What you will do -> Rewrite all the items with every "Outline" replaced by "Trace" and nothing else changed. Omit the pictures.

Given entries ->
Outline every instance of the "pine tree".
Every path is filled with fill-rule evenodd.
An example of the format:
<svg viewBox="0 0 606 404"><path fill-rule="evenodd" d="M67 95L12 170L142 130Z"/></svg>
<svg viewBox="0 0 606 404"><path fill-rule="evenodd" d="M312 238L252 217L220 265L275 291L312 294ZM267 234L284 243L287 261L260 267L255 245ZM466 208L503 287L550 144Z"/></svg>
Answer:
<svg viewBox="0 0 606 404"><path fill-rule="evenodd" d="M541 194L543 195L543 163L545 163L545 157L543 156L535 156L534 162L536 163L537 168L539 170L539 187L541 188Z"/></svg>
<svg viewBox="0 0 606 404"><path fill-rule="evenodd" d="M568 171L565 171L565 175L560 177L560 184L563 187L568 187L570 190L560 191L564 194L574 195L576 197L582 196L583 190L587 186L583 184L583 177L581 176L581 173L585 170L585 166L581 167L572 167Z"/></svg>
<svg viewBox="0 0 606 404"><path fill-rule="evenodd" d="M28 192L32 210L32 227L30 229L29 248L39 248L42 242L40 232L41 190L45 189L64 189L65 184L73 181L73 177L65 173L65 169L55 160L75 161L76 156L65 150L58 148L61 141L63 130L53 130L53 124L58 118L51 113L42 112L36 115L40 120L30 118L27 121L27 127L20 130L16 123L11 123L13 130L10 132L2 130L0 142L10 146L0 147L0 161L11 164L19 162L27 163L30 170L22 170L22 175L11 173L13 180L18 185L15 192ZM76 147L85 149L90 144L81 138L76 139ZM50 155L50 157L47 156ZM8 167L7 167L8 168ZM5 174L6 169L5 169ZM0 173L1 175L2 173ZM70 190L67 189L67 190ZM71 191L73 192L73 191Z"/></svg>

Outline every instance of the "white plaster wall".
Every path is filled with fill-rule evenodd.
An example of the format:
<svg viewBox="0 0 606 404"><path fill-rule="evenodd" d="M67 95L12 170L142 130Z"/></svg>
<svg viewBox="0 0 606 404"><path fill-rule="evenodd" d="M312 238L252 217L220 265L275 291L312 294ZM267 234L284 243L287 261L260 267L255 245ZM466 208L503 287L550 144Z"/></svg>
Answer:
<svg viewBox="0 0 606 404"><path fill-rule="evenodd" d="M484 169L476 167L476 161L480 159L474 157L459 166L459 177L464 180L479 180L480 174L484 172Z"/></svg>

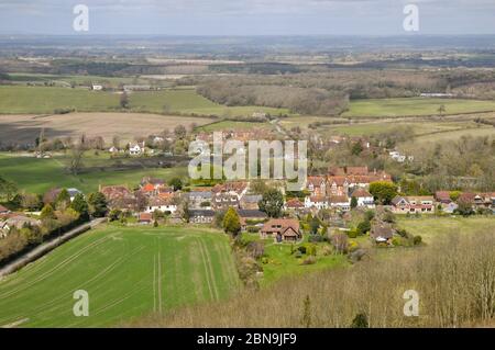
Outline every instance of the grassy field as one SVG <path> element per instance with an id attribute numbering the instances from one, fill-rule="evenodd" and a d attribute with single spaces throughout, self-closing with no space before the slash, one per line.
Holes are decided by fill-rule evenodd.
<path id="1" fill-rule="evenodd" d="M 438 115 L 440 105 L 446 106 L 444 114 L 495 111 L 495 101 L 461 99 L 372 99 L 351 101 L 345 117 L 395 117 L 408 115 Z"/>
<path id="2" fill-rule="evenodd" d="M 240 286 L 228 237 L 205 228 L 88 232 L 0 282 L 0 326 L 102 327 L 223 300 Z M 89 293 L 75 317 L 73 293 Z"/>
<path id="3" fill-rule="evenodd" d="M 439 235 L 460 233 L 472 235 L 480 230 L 495 235 L 495 216 L 398 218 L 398 226 L 431 242 Z"/>
<path id="4" fill-rule="evenodd" d="M 70 113 L 63 115 L 0 115 L 0 139 L 3 143 L 34 144 L 40 131 L 52 137 L 73 139 L 85 134 L 87 137 L 101 136 L 108 145 L 118 135 L 121 145 L 135 137 L 156 135 L 164 129 L 173 131 L 177 125 L 204 125 L 213 120 L 201 116 L 174 116 L 147 113 Z"/>
<path id="5" fill-rule="evenodd" d="M 234 122 L 234 121 L 221 121 L 200 126 L 197 131 L 212 133 L 226 129 L 234 131 L 251 131 L 251 129 L 273 129 L 273 125 L 270 123 L 252 123 L 252 122 Z"/>
<path id="6" fill-rule="evenodd" d="M 86 167 L 100 166 L 105 156 L 94 159 L 86 157 Z M 65 171 L 69 159 L 64 156 L 51 159 L 37 159 L 20 155 L 0 154 L 0 176 L 16 183 L 26 192 L 44 193 L 52 188 L 77 188 L 82 192 L 98 191 L 99 184 L 136 185 L 143 177 L 170 179 L 185 177 L 187 169 L 140 168 L 124 171 L 92 171 L 72 176 Z"/>
<path id="7" fill-rule="evenodd" d="M 194 89 L 134 92 L 131 112 L 180 113 L 217 116 L 251 116 L 254 112 L 287 114 L 285 109 L 224 106 L 205 99 Z M 77 112 L 116 112 L 120 95 L 107 91 L 47 87 L 0 87 L 0 114 L 50 114 L 56 109 Z"/>

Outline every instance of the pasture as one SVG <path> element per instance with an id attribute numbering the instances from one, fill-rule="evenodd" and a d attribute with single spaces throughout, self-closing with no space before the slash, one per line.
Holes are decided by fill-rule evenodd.
<path id="1" fill-rule="evenodd" d="M 495 111 L 495 101 L 462 99 L 370 99 L 351 101 L 344 117 L 398 117 L 414 115 L 439 115 L 439 108 L 446 106 L 444 115 Z"/>
<path id="2" fill-rule="evenodd" d="M 105 226 L 0 282 L 0 326 L 107 327 L 220 301 L 240 286 L 226 235 L 208 228 Z M 75 317 L 73 293 L 89 293 Z"/>
<path id="3" fill-rule="evenodd" d="M 136 137 L 156 135 L 164 129 L 173 131 L 177 125 L 190 127 L 204 125 L 213 120 L 199 116 L 174 116 L 147 113 L 70 113 L 63 115 L 0 115 L 0 139 L 8 144 L 34 144 L 44 128 L 48 138 L 103 137 L 110 145 L 113 136 L 119 136 L 121 146 Z"/>
<path id="4" fill-rule="evenodd" d="M 254 112 L 288 114 L 286 109 L 217 104 L 190 88 L 132 92 L 129 94 L 129 112 L 160 114 L 207 116 L 251 116 Z M 51 114 L 62 109 L 76 112 L 122 111 L 120 94 L 117 92 L 59 87 L 0 87 L 0 114 Z"/>
<path id="5" fill-rule="evenodd" d="M 139 160 L 138 160 L 139 161 Z M 169 180 L 185 177 L 187 169 L 136 167 L 132 170 L 95 170 L 73 176 L 66 171 L 68 156 L 56 156 L 51 159 L 37 159 L 32 155 L 0 154 L 0 176 L 13 181 L 20 190 L 32 193 L 44 193 L 52 188 L 77 188 L 85 193 L 98 191 L 100 184 L 136 185 L 143 177 L 156 177 Z M 85 157 L 86 167 L 111 165 L 108 156 Z"/>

Correct answer ->
Trace every instance of the "pine tree".
Every path is filled with fill-rule evenodd.
An example of the format:
<svg viewBox="0 0 606 404"><path fill-rule="evenodd" d="M67 95L12 170L142 130Z"/></svg>
<svg viewBox="0 0 606 404"><path fill-rule="evenodd" d="M312 238L252 217L220 265L275 291L312 294ZM267 234L284 243L287 261L260 267L255 245ZM466 208L503 287L550 144Z"/></svg>
Answer:
<svg viewBox="0 0 606 404"><path fill-rule="evenodd" d="M541 194L543 195L543 163L545 163L545 157L543 156L535 156L534 162L536 163L537 168L539 170L539 187L541 188Z"/></svg>
<svg viewBox="0 0 606 404"><path fill-rule="evenodd" d="M568 171L565 171L565 175L560 177L560 184L563 187L568 187L570 190L560 191L564 194L574 195L576 197L582 196L583 190L587 186L583 184L583 177L581 176L581 173L585 170L585 166L581 167L572 167Z"/></svg>
<svg viewBox="0 0 606 404"><path fill-rule="evenodd" d="M28 192L32 210L32 227L30 229L29 248L39 248L42 242L40 232L41 190L45 189L64 189L65 184L73 181L73 177L65 173L65 169L55 160L75 161L76 156L65 150L58 148L61 141L63 130L53 130L53 124L58 118L51 113L42 112L36 115L40 120L30 118L27 121L27 127L20 130L16 123L11 123L13 130L10 132L2 130L0 142L10 146L0 147L0 161L11 164L19 162L27 163L30 170L22 170L22 175L11 173L13 180L18 185L15 192ZM76 147L85 149L90 144L81 138L76 139ZM50 155L50 157L47 156ZM8 167L7 167L8 168ZM5 174L6 169L5 169ZM0 173L1 175L2 173ZM70 190L67 189L67 190ZM71 191L73 192L73 191Z"/></svg>

Trace every instance of the "white plaster wall".
Every path is filled with fill-rule evenodd.
An example of the format:
<svg viewBox="0 0 606 404"><path fill-rule="evenodd" d="M67 95L12 170L142 130Z"/></svg>
<svg viewBox="0 0 606 404"><path fill-rule="evenodd" d="M312 238L252 217L220 265L275 291L312 294ZM267 234L284 243L287 261L260 267L255 245ZM466 208L503 287L550 144Z"/></svg>
Answer:
<svg viewBox="0 0 606 404"><path fill-rule="evenodd" d="M484 169L476 167L476 161L480 159L474 157L459 166L459 177L464 180L479 180L480 174L484 172Z"/></svg>

Trace every instance of the grassy field as one SVG <path> element per instance with an id attribute numbering the instances from one, fill-rule="evenodd" and a d attribute with single spaces throughout, self-closing with no space before the slash, one per line.
Holes are decided by fill-rule evenodd.
<path id="1" fill-rule="evenodd" d="M 438 115 L 440 105 L 446 106 L 444 114 L 495 111 L 495 101 L 461 99 L 372 99 L 351 101 L 345 117 L 395 117 L 408 115 Z"/>
<path id="2" fill-rule="evenodd" d="M 240 286 L 228 237 L 205 228 L 88 232 L 0 282 L 0 326 L 102 327 L 223 300 Z M 89 293 L 75 317 L 73 293 Z"/>
<path id="3" fill-rule="evenodd" d="M 439 235 L 460 233 L 472 235 L 480 230 L 495 235 L 495 216 L 398 218 L 398 226 L 431 242 Z"/>
<path id="4" fill-rule="evenodd" d="M 70 113 L 63 115 L 0 115 L 0 139 L 3 143 L 34 144 L 40 131 L 52 137 L 73 139 L 85 134 L 87 137 L 101 136 L 108 145 L 118 135 L 121 145 L 135 137 L 156 135 L 164 129 L 173 131 L 177 125 L 204 125 L 213 120 L 201 116 L 174 116 L 147 113 Z"/>
<path id="5" fill-rule="evenodd" d="M 234 122 L 234 121 L 221 121 L 200 126 L 197 131 L 212 133 L 226 129 L 234 131 L 251 131 L 251 129 L 273 129 L 273 125 L 270 123 L 252 123 L 252 122 Z"/>
<path id="6" fill-rule="evenodd" d="M 86 167 L 100 166 L 105 156 L 94 159 L 86 157 Z M 65 171 L 69 159 L 64 156 L 51 159 L 37 159 L 20 155 L 0 154 L 0 176 L 16 183 L 26 192 L 44 193 L 52 188 L 77 188 L 82 192 L 98 191 L 99 184 L 136 185 L 143 177 L 170 179 L 185 177 L 187 169 L 140 168 L 124 171 L 92 171 L 72 176 Z"/>
<path id="7" fill-rule="evenodd" d="M 194 89 L 134 92 L 131 112 L 180 113 L 217 116 L 251 116 L 254 112 L 287 114 L 285 109 L 224 106 L 205 99 Z M 77 112 L 116 112 L 120 95 L 107 91 L 47 87 L 0 87 L 0 114 L 50 114 L 56 109 Z"/>

Trace every instance of the pasture as one SVG <path> element per instance with an id attribute numbering the instances from one, fill-rule="evenodd" and a d attribute with single spaces throughout, self-closing with no space before the slash, one per line.
Holes are decided by fill-rule evenodd.
<path id="1" fill-rule="evenodd" d="M 495 111 L 495 101 L 462 99 L 370 99 L 351 101 L 344 117 L 398 117 L 414 115 L 439 115 L 439 108 L 446 106 L 444 115 Z"/>
<path id="2" fill-rule="evenodd" d="M 105 226 L 0 282 L 0 326 L 107 327 L 220 301 L 240 286 L 226 235 L 208 228 Z M 75 317 L 73 293 L 89 293 Z"/>
<path id="3" fill-rule="evenodd" d="M 136 137 L 156 135 L 164 129 L 173 131 L 177 125 L 190 127 L 204 125 L 213 120 L 199 116 L 174 116 L 147 113 L 70 113 L 63 115 L 0 115 L 0 139 L 8 144 L 34 144 L 44 128 L 48 138 L 103 137 L 110 145 L 113 136 L 119 136 L 121 146 Z"/>
<path id="4" fill-rule="evenodd" d="M 254 112 L 288 114 L 286 109 L 217 104 L 190 88 L 132 92 L 129 94 L 129 112 L 160 114 L 207 116 L 251 116 Z M 51 114 L 62 109 L 76 112 L 122 111 L 120 94 L 117 92 L 59 87 L 0 87 L 0 114 Z"/>
<path id="5" fill-rule="evenodd" d="M 139 160 L 138 160 L 139 161 Z M 169 180 L 185 177 L 187 169 L 136 167 L 132 170 L 95 170 L 73 176 L 66 171 L 68 156 L 56 156 L 51 159 L 37 159 L 32 155 L 0 154 L 0 176 L 13 181 L 20 190 L 32 193 L 44 193 L 52 188 L 77 188 L 85 193 L 98 191 L 100 184 L 136 185 L 143 177 L 156 177 Z M 85 157 L 86 167 L 111 165 L 108 156 Z"/>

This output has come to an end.